■ WHAT THIS TASK INVOLVES: Rescale the entries from the line containing "Specifically, locate brick" down to the line containing "left=223, top=88, right=229, bottom=116", both ends included, and output only those lines, each one reproduced. Multiply every bounding-box coordinate in the answers by 2.6 and round to whole numbers (halves up), leaving all other text unchanged, including the sample coordinates in the format lines.

■ STORED DATA:

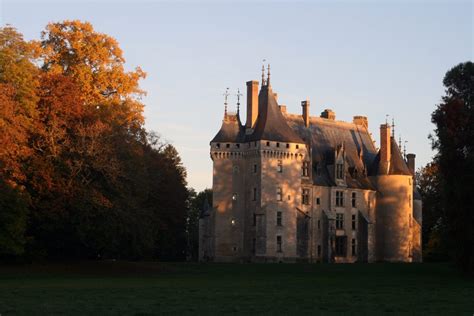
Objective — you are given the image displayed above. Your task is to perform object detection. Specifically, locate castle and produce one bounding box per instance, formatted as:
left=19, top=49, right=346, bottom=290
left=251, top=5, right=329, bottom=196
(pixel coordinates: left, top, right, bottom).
left=199, top=67, right=422, bottom=263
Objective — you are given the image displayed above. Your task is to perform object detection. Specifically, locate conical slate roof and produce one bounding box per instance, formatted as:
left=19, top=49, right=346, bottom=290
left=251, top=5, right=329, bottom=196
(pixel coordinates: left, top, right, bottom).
left=211, top=113, right=245, bottom=143
left=247, top=85, right=304, bottom=144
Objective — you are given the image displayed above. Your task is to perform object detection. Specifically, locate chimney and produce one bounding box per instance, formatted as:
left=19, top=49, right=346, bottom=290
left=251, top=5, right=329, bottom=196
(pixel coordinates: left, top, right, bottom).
left=245, top=80, right=258, bottom=128
left=380, top=124, right=391, bottom=173
left=301, top=99, right=309, bottom=127
left=352, top=115, right=369, bottom=129
left=407, top=154, right=416, bottom=176
left=321, top=109, right=336, bottom=121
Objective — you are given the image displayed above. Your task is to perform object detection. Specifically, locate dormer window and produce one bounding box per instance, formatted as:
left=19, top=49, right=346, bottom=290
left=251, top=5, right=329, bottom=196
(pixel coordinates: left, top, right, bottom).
left=336, top=163, right=344, bottom=179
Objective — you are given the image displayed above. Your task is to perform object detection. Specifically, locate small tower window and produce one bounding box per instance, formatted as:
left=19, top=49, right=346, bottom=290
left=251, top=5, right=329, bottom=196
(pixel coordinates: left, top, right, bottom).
left=336, top=191, right=344, bottom=206
left=336, top=213, right=344, bottom=229
left=336, top=163, right=344, bottom=179
left=301, top=161, right=309, bottom=177
left=277, top=236, right=283, bottom=252
left=277, top=212, right=282, bottom=226
left=277, top=188, right=283, bottom=201
left=277, top=160, right=283, bottom=173
left=301, top=189, right=309, bottom=205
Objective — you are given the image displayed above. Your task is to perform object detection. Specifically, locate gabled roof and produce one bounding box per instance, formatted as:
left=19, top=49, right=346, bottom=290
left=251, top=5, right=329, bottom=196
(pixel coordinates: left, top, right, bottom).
left=211, top=113, right=245, bottom=143
left=246, top=85, right=304, bottom=144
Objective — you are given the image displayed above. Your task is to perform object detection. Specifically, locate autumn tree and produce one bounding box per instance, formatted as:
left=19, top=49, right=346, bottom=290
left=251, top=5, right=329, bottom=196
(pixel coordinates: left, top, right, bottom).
left=432, top=62, right=474, bottom=272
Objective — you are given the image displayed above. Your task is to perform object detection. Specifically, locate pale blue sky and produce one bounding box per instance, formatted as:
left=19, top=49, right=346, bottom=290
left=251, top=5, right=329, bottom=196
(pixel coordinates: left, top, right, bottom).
left=0, top=0, right=474, bottom=190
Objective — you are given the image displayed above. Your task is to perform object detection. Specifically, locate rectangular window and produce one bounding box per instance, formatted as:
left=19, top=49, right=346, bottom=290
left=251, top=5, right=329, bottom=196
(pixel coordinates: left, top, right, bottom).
left=277, top=188, right=283, bottom=201
left=301, top=189, right=309, bottom=205
left=277, top=236, right=283, bottom=252
left=336, top=191, right=344, bottom=206
left=336, top=213, right=344, bottom=229
left=336, top=163, right=344, bottom=179
left=336, top=236, right=347, bottom=257
left=302, top=161, right=309, bottom=177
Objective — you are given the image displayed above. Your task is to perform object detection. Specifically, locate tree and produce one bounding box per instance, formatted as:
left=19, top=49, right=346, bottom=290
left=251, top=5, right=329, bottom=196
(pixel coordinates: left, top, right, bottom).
left=432, top=62, right=474, bottom=273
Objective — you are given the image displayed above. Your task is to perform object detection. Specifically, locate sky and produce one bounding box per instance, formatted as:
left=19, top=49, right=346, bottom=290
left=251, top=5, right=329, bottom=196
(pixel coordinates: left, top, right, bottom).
left=0, top=0, right=474, bottom=191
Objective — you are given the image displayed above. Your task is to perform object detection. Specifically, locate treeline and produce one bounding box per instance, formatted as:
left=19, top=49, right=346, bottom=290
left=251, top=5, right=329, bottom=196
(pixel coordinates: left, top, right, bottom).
left=0, top=21, right=193, bottom=261
left=417, top=62, right=474, bottom=274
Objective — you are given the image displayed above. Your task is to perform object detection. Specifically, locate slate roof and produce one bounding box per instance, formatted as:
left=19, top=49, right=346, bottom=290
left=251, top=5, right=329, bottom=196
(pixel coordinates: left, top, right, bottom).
left=285, top=114, right=377, bottom=189
left=246, top=85, right=304, bottom=144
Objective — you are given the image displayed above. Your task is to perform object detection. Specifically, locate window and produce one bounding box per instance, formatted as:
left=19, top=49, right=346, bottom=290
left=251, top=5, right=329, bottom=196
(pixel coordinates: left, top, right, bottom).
left=301, top=189, right=309, bottom=205
left=336, top=163, right=344, bottom=179
left=336, top=191, right=344, bottom=206
left=277, top=188, right=283, bottom=201
left=336, top=236, right=347, bottom=257
left=302, top=161, right=309, bottom=177
left=336, top=213, right=344, bottom=229
left=277, top=160, right=283, bottom=173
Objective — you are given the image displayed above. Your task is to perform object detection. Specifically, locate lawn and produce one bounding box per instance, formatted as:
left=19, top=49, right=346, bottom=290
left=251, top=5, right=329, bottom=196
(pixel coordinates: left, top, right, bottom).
left=0, top=261, right=474, bottom=316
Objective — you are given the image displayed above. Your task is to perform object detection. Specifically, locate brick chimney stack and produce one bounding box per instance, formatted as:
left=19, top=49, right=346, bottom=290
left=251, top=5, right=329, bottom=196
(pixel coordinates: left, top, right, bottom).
left=380, top=124, right=392, bottom=173
left=245, top=80, right=258, bottom=128
left=301, top=99, right=309, bottom=127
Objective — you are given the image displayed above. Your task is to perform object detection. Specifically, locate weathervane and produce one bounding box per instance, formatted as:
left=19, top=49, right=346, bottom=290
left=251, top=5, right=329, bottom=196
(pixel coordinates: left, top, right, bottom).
left=236, top=88, right=243, bottom=114
left=223, top=88, right=229, bottom=116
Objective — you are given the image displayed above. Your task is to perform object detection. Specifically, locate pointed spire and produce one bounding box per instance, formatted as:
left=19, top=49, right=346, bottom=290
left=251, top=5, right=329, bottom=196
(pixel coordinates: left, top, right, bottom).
left=236, top=88, right=243, bottom=115
left=392, top=116, right=395, bottom=138
left=223, top=88, right=229, bottom=117
left=267, top=64, right=270, bottom=86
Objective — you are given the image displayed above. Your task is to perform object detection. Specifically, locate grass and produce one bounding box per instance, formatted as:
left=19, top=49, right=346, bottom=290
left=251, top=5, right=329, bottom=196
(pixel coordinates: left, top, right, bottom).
left=0, top=261, right=474, bottom=316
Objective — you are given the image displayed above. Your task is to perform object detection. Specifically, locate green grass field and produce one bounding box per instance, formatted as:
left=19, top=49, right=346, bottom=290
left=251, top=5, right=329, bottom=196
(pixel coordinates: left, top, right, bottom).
left=0, top=262, right=474, bottom=316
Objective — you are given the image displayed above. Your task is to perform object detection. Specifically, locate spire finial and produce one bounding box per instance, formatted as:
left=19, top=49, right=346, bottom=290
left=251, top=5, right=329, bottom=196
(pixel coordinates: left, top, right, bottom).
left=267, top=64, right=270, bottom=86
left=236, top=88, right=243, bottom=115
left=223, top=88, right=229, bottom=117
left=392, top=116, right=395, bottom=137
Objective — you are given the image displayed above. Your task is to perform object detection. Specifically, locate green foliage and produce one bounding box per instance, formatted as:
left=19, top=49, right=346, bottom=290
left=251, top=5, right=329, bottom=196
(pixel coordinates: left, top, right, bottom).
left=0, top=21, right=188, bottom=260
left=0, top=178, right=28, bottom=258
left=432, top=62, right=474, bottom=273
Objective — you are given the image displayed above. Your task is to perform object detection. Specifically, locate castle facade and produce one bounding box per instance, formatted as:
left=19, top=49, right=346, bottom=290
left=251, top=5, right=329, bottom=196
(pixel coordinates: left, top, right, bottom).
left=199, top=70, right=422, bottom=263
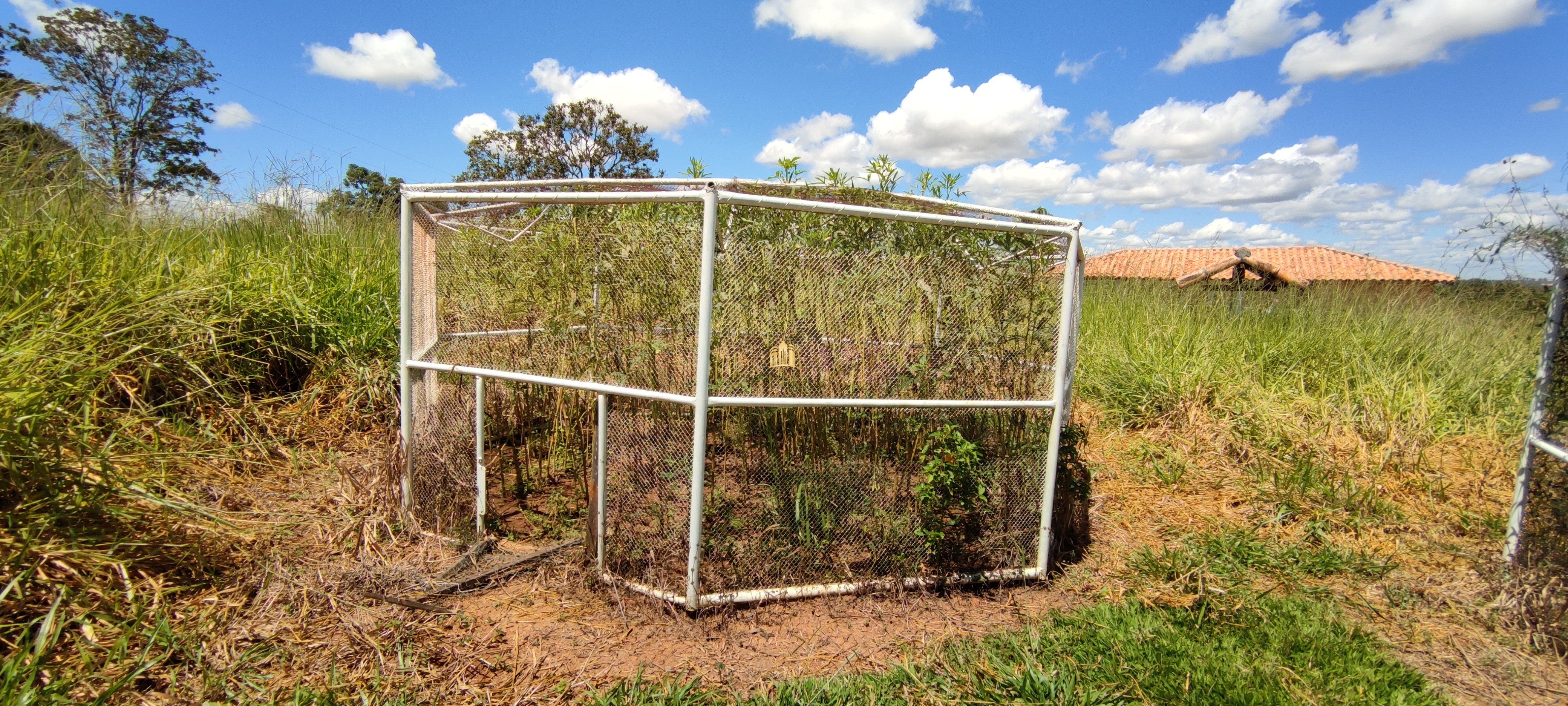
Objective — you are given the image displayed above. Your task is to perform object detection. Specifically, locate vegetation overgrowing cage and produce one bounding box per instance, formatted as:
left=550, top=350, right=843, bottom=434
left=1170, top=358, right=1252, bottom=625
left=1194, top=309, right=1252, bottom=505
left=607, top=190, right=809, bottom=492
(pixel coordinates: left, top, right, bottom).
left=400, top=179, right=1082, bottom=610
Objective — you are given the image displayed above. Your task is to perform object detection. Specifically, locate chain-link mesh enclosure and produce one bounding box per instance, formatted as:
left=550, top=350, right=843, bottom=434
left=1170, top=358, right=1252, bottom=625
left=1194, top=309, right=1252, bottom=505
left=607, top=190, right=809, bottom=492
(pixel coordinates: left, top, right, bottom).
left=403, top=179, right=1082, bottom=609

■ EXERCISE RESULT:
Objective — you are given the image displayed above. Your task is to perform object detection. Specifically, locate brick chimney stack and produce one bounding box per instance, formatted as:
left=19, top=49, right=346, bottom=290
left=251, top=5, right=329, bottom=196
(pixel coordinates: left, top, right, bottom).
left=988, top=322, right=1019, bottom=450
left=637, top=208, right=671, bottom=333
left=783, top=257, right=803, bottom=330
Objective — you are given the image displayed above. Your task is to perform object detection. Specifically, locate weathervane and produce one bounding box per instance, formatted as:
left=19, top=49, right=346, bottom=290
left=251, top=5, right=329, bottom=196
(pixel coordinates: left, top, right, bottom).
left=614, top=229, right=632, bottom=296
left=580, top=229, right=595, bottom=302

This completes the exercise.